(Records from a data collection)
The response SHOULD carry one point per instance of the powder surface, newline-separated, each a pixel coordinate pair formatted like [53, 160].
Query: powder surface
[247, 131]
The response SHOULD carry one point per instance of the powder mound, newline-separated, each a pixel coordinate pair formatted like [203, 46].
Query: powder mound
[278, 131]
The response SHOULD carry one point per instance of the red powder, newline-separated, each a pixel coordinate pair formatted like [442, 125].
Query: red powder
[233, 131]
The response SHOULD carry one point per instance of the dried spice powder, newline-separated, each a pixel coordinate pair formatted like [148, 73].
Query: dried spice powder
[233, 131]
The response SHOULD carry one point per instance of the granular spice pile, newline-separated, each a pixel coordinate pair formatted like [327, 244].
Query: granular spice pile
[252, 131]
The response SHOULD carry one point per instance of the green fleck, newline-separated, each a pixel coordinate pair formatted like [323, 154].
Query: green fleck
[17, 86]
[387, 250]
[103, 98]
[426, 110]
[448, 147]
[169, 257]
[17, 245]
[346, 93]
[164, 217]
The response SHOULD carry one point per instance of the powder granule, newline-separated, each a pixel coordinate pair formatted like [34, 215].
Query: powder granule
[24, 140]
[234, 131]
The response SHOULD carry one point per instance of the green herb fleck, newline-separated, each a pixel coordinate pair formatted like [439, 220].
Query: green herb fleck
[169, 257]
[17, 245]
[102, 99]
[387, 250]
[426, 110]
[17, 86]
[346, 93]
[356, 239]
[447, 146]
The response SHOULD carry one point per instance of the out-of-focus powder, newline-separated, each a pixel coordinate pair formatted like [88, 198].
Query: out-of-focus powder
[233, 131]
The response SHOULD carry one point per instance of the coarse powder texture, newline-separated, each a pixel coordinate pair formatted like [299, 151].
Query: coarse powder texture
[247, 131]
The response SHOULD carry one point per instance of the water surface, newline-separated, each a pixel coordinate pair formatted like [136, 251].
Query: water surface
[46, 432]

==

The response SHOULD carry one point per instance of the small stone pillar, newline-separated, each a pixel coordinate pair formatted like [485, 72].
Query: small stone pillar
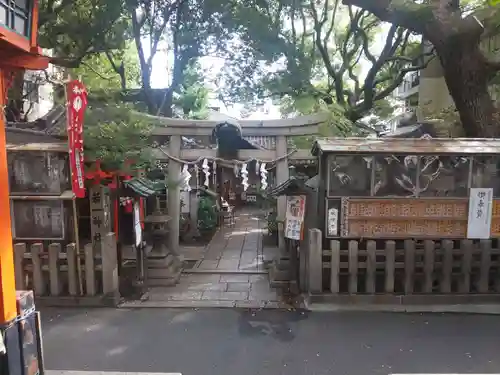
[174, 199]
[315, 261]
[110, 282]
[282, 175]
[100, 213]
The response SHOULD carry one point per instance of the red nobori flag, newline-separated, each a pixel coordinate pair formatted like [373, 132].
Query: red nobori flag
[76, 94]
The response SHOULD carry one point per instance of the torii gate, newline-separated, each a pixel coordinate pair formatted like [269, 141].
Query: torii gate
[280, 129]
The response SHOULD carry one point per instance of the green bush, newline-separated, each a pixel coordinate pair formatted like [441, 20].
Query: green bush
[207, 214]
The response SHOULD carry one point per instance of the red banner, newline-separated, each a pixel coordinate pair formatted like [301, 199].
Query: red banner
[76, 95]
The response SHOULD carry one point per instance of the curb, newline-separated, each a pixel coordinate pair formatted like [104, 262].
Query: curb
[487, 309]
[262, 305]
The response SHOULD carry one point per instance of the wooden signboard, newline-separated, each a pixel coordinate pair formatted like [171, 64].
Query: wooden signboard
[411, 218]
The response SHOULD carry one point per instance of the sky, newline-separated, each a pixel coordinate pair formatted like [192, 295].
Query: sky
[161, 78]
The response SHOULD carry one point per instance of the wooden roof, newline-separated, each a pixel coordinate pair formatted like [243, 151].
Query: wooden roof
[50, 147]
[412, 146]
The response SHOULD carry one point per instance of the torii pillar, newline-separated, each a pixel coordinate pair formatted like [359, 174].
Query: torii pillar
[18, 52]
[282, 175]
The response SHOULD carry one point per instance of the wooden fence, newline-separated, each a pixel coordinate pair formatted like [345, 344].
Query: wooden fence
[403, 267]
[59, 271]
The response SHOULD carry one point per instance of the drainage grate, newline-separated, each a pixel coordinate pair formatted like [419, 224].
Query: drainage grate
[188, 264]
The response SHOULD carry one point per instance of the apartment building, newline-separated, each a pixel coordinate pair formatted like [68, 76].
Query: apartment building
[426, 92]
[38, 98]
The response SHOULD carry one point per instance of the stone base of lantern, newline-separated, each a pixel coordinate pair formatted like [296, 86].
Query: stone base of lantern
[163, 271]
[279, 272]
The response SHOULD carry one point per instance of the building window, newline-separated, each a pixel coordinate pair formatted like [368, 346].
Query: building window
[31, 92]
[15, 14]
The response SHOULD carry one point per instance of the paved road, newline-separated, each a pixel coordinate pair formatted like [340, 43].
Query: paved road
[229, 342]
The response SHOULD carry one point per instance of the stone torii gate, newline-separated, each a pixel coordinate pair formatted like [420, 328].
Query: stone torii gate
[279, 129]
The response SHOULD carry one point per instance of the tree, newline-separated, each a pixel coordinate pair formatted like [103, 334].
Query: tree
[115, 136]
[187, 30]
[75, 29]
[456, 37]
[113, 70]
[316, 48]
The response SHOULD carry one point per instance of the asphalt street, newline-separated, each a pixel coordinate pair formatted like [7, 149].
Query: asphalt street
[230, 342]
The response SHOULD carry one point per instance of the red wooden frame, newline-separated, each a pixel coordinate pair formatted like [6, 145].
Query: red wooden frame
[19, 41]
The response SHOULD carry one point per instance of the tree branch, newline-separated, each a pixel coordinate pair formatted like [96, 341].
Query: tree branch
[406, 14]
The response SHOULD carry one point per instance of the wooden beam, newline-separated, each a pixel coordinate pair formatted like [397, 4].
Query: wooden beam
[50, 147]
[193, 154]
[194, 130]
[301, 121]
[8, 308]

YOUR INSTRUCTIONS: Identify every line in the records above that contains the word "paved", and copy each of those lines in full.

ANSWER TO THE TASK:
The response SHOULD carry one point per instance of the paved road, newline-separated, each a pixel coordinate pair formatted like [340, 43].
Query: paved road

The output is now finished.